>> START DATASET

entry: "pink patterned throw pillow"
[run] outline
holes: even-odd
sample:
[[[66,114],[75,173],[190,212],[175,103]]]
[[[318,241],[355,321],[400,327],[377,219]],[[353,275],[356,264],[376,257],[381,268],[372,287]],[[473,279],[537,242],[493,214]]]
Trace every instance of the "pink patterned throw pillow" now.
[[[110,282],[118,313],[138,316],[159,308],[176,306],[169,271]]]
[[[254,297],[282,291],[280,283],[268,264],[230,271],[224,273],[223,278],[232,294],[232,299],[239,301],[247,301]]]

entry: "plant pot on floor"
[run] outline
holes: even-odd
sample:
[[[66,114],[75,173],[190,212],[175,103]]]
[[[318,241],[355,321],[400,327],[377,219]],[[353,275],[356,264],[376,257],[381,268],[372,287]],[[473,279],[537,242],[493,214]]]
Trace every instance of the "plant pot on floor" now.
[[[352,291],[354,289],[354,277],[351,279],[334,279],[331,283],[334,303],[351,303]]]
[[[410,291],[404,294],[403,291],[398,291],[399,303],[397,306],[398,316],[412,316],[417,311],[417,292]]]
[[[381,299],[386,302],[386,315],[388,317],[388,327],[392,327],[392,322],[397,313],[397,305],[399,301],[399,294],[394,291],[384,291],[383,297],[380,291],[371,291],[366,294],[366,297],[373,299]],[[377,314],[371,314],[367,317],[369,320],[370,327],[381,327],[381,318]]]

>> END DATASET

§ SET TASK:
Copy the records above verbatim.

§ RIGHT ANSWER:
entry: "pink patterned throw pillow"
[run] outline
holes: even-odd
sample:
[[[66,114],[75,173],[190,212],[175,103]]]
[[[318,241],[355,321],[400,327],[377,219]],[[353,275],[356,264],[376,257],[381,268],[372,287]],[[473,279],[537,242],[493,214]]]
Trace every instance of the "pink patterned throw pillow" now.
[[[110,282],[118,313],[138,316],[159,308],[176,306],[169,271]]]
[[[254,297],[282,291],[280,283],[268,264],[230,271],[224,273],[223,278],[232,294],[232,299],[239,301],[247,301]]]

entry: "plant pot on floor"
[run] outline
holes: even-odd
sample:
[[[66,114],[75,173],[190,212],[175,103]]]
[[[318,241],[355,321],[400,327],[377,219]],[[353,275],[356,264],[376,257],[381,268],[372,287]],[[473,279],[537,242],[493,214]]]
Trace every instance of the "plant pot on floor" now.
[[[352,291],[354,289],[354,277],[351,279],[334,279],[331,283],[334,303],[351,303]]]
[[[410,291],[404,294],[403,291],[398,291],[399,303],[397,306],[398,316],[412,316],[417,311],[417,292]]]
[[[381,299],[386,302],[386,315],[388,317],[388,327],[392,327],[392,322],[397,313],[397,305],[399,301],[399,294],[394,291],[384,291],[383,297],[380,291],[371,291],[366,294],[366,297],[373,299]],[[377,314],[371,314],[367,317],[369,320],[370,327],[381,327],[381,318]]]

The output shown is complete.